Problems to work on:
1) In the article about Bell Museum mammals curator Sharon Jansa, what does the fishing bat use the long nails on its hind feet for?
2) Continue the article about Bell Museum mammals curator Sharon Jansa, starting right after its final sentence.

Passage for review:

———

Going to Bat for Biodiversity
Get to know Sharon Jansa, curator of the Bell’s mammals collection.
Published10/31/2019 , by Eve Daniels
When learning about Sharon Jansa, the mammals collection curator at the Bell Museum, bats are a good conversation starter. First, because the Bell’s collection has numerous bats, along with squirrels, shrews, and “more field mice than I know what to do with,” she says.
Second, because bats are one of the biggest orders of mammals in the world. And third, because one of her favorite museum specimens happens to be a fishing bat.
A relatively large bat from the tropics, the fishing bat comes equipped with its own sonar system. It can detect ripples on the surface of water, signaling that a fish is down below. It has long nails on its hind feet to use as grappling hooks. It even has a tail membrane it can spread out like a net.

———

Provided material:
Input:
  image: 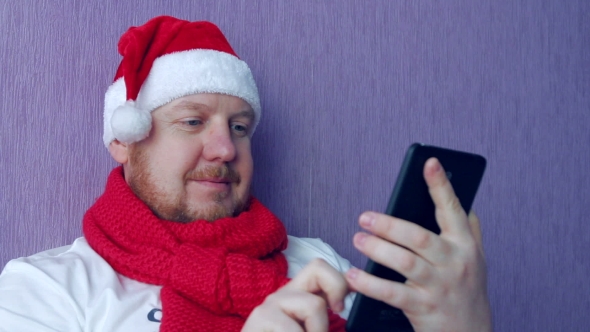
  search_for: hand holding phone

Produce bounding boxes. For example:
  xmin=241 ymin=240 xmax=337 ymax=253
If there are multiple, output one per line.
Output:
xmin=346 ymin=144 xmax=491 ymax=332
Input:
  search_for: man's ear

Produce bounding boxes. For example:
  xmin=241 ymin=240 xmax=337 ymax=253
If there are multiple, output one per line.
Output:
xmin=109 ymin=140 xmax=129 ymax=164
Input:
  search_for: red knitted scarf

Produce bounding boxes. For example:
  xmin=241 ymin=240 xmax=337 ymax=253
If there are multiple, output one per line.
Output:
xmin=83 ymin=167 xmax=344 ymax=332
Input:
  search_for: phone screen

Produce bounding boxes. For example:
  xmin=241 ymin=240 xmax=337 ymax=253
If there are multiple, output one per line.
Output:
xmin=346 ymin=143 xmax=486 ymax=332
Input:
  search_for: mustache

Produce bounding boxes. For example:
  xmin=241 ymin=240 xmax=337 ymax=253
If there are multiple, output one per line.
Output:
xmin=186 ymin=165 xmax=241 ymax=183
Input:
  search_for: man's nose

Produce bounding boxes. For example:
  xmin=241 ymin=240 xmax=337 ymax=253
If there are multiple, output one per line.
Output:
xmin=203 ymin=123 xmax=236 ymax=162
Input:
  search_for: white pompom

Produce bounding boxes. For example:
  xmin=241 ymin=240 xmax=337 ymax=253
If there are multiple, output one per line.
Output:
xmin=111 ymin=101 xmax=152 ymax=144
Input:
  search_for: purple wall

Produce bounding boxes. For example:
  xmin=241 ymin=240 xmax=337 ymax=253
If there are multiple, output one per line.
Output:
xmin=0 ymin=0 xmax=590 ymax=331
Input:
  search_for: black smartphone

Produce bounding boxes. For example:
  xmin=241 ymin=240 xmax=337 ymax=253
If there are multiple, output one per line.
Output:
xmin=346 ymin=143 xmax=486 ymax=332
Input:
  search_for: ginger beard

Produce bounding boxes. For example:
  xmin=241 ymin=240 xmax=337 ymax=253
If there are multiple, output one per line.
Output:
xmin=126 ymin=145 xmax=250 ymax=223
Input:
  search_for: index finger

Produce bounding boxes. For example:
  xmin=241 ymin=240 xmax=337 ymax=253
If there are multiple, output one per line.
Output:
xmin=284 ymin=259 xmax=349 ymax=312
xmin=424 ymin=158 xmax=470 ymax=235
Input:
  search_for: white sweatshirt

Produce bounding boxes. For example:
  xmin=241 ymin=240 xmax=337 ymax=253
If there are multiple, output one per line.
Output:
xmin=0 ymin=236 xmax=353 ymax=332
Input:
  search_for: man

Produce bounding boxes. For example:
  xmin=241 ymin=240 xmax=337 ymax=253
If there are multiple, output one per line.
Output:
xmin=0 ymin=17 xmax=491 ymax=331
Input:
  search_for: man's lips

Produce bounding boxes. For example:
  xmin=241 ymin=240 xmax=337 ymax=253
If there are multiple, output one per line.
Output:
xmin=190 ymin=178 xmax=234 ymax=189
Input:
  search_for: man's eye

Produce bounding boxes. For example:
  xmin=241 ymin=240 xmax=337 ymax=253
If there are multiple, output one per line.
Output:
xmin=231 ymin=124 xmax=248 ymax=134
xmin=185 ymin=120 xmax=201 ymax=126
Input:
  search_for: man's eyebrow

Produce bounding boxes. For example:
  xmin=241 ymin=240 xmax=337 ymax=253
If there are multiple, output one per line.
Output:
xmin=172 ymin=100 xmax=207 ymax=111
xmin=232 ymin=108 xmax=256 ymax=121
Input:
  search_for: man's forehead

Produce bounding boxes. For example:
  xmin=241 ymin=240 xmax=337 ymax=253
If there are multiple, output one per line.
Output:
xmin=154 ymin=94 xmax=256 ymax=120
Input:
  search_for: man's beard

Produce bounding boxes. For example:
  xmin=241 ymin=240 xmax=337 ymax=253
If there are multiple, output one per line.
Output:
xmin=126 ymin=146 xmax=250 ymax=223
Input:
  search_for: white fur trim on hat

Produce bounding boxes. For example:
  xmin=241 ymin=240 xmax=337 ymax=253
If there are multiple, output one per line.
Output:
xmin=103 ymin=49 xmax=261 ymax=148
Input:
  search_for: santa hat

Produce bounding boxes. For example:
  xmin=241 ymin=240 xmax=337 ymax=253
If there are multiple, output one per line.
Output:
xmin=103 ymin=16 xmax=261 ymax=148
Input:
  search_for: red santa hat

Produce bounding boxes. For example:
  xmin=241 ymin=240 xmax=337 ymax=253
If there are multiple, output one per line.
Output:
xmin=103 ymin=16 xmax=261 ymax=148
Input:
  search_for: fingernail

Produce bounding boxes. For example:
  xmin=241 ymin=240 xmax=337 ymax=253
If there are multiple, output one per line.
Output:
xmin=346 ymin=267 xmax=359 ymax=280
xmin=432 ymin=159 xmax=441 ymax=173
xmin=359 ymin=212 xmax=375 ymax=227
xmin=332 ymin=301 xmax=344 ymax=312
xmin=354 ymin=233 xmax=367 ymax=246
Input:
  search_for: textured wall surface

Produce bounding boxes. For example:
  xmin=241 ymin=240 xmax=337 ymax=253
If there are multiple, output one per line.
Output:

———

Answers by task:
1) It uses them as grappling hooks.

2)
“It’s an incredibly well-adapted organism for what it does, which is to hunt fish, and we have a beautiful specimen that shows all of these features very nicely,” says Jansa. “I like it because it shows just how organisms can become adapted to their environment.”
Jansa also recently worked with Bell resident artist Anna Cerelia Battistini on her project, Illuminating Forms, which highlights threatened or endangered species in Minnesota including the northern long-eared bat (below).
A Bay Area native, Jansa completed her undergraduate biology degree at the University of California, Berkeley, where she stumbled into the Museum of Vertebrate Zoology and took a course in mammalogy. Fascinated by the topic, she adapted accordingly: “I started out wanting to be a developmental biologist and rapidly switched into evolutionary biology.”
She completed her doctoral degree at the University of Michigan, along with postdoc positions at the Smithsonian Natural History Museum and American Museum of Natural History, where she met her now-husband and fellow Bell curator, Keith Barker. Today, she’s a researcher and professor in the University of Minnesota’s College of Biological Sciences.
As a college student, Jansa was inspired by enthusiastic teachers with a passion for the field. (In fact, during this interview, she asked to give a shout-out to her old professors, Jim Patton and Harry Greene.) Now, as a dynamic lecturer who teaches a popular mammalogy course, she’s inspiring a new generation of evolutionary biologists.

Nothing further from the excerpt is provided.